--- Start Stored records ---

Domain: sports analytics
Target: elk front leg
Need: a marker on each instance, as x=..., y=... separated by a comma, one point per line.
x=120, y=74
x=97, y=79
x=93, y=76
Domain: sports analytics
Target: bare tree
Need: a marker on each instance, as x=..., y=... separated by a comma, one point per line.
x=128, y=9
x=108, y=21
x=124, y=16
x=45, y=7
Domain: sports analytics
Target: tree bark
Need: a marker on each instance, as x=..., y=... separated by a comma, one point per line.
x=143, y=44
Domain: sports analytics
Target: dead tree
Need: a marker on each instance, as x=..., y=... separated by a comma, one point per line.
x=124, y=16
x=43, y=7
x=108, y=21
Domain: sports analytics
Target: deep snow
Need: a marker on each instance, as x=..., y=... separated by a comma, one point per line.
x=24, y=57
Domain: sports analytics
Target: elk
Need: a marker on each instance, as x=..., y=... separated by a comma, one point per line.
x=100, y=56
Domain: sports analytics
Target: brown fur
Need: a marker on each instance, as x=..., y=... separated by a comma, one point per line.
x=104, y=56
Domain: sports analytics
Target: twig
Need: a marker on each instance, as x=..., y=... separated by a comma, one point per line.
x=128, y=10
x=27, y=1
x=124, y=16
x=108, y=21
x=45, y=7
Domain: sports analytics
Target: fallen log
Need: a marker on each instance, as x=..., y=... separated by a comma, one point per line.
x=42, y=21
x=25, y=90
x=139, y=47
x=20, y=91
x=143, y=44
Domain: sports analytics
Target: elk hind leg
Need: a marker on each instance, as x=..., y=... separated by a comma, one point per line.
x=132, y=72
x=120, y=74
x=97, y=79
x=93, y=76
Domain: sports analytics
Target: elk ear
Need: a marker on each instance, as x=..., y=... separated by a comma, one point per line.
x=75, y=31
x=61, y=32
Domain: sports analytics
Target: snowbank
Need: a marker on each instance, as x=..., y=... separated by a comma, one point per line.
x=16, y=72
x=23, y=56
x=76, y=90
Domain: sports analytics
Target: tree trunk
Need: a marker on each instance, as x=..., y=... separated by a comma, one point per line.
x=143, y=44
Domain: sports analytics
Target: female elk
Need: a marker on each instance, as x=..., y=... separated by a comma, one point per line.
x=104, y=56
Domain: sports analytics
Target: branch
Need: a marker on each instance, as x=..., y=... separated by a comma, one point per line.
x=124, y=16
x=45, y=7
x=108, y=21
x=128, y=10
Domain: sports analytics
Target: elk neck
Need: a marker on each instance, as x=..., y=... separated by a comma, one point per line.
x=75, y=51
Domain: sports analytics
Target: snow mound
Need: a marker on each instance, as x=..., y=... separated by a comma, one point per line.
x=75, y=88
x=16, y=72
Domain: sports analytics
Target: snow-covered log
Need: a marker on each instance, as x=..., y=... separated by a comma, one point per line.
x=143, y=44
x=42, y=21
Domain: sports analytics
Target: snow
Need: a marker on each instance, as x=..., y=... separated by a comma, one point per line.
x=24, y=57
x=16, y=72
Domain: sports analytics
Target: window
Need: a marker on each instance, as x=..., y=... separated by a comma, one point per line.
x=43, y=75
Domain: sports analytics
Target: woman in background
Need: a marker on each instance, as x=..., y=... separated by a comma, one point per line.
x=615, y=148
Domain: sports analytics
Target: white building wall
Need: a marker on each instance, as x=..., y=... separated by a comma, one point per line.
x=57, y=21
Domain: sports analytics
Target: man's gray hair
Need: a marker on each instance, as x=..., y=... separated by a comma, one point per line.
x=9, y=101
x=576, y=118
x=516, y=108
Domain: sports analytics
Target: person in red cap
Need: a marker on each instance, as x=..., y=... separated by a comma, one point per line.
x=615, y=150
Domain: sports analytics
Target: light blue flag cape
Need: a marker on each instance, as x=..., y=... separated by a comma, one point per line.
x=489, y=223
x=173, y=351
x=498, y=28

--- End Stored records ---
--- Start Stored records ---

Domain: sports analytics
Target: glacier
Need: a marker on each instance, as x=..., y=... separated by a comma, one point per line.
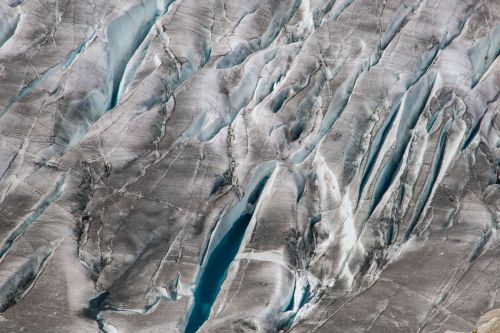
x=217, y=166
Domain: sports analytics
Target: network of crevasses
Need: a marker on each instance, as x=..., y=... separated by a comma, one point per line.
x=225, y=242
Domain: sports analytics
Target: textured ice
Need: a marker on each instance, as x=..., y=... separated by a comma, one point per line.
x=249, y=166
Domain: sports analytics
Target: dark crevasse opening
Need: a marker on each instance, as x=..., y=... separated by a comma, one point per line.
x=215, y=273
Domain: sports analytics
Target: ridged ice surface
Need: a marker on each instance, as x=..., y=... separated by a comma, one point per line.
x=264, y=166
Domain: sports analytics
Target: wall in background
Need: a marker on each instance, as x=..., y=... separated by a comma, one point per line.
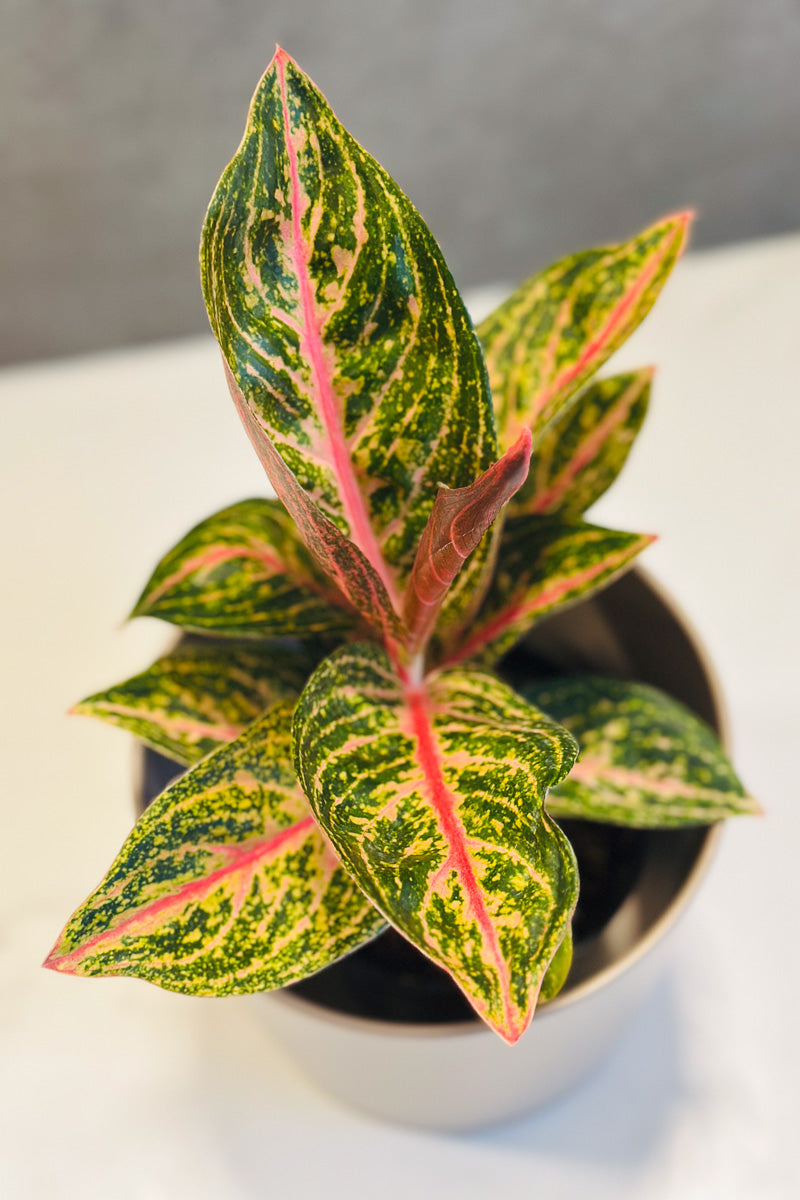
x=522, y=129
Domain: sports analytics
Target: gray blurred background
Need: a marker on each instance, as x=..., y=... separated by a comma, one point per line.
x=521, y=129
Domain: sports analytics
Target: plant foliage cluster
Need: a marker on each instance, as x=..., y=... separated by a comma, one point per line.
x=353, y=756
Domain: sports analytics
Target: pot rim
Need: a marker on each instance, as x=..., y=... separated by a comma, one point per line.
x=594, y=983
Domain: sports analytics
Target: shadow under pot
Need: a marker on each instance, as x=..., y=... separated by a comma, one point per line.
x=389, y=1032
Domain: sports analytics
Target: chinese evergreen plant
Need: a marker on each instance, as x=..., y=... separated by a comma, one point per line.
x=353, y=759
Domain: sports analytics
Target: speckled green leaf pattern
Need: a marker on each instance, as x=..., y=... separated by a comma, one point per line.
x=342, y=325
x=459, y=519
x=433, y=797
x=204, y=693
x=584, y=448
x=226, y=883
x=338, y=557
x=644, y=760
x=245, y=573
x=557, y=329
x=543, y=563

--- End Stored records ---

Show every line in the records above that contains the word "gray", copying each one in full.

Target: man's gray hair
Target: gray blurred background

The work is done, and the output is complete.